---- Texte à lire

L’obéissance à l’autorité familiale, politique ou ecclésiastique, est une vertu chrétienne éminente, mais elle n’est pas pour autant aveugle et inconditionnée. Elle a des limites et surtout un fondement, qui est Dieu lui-même. En effet, comme le dit saint Paul, qui détient l’autorité est « ministre de Dieu pour faire le bien » (Rm, 13, 4). Mais si le pouvoir est exercé de façon inique et injuste, nous devons être prêts, par amour pour Dieu, à poser des actes de suprême obéissance à Sa volonté, qui nous affranchissent des liens d’une fausse obéissance humaine. Dans ce cas, la désobéissance apparente est une forme d’obéissance plus parfaite. La résistance catholique aux responsables de l’auto-démolition de l’Eglise, comme celle qui a été récemment exprimée, par exemple, dans la Correctio filialis du pape François, n’est pas une désobéissance, mais est bien le fruit de la vertu d’obéissance. Une résistance filiale, pieuse, respectueuse, qui ne mène pas à sortir de l’Eglise, mais décuple l’amour de l’Eglise, l’amour de Dieu et sa loi, parce que Dieu est le fondement de toute autorité. Je crois que dans la crise actuelle, cette attitude de résistance doit nous pousser à nous séparer, moralement, non juridiquement, des mauvais Pasteurs qui sont aujourd’hui à la tête de l’Eglise.
On assiste malheureusement aujourd’hui à une « papolatrie », qui voit dans le pape non le Vicaire du Christ sur terre, dont le devoir est de transmettre la doctrine qu’il a reçue intègre et pure, mais un successeur du Christ qui perfectionne la doctrine de ses prédécesseurs, en l’adaptant aux changements du monde. La doctrine de l’Evangile est en perpétuelle évolution, parce qu’elle coïncide avec le magistère du Pontife régnant. On substitue alors au magistère pérenne le magistère « vivant », exprimé par un enseignement pastoral, qui chaque jour se transforme et dont la regula fidei réside dans le sujet de l’autorité et non plus dans l’objet de la vérité transmise.

--------
---- Entrées de données

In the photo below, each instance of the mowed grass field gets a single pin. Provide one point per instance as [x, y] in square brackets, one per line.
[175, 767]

--------
---- Entrées de données

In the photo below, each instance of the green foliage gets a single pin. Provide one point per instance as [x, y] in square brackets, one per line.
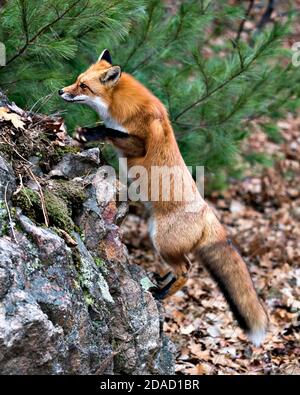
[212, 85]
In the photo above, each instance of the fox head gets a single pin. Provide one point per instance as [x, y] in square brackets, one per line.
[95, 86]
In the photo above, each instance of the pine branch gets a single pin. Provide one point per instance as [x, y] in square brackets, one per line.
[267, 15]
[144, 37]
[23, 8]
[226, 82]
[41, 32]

--------

- _Consigne_
Dans le texte sur l'obéissance à l'autorité, quel nom saint Paul donne-t-il à celui qui détient l'autorité ? Les entrées sont un matériau à part, indépendant du texte.

- _Réponse attendue_
Il l'appelle « ministre de Dieu pour faire le bien ».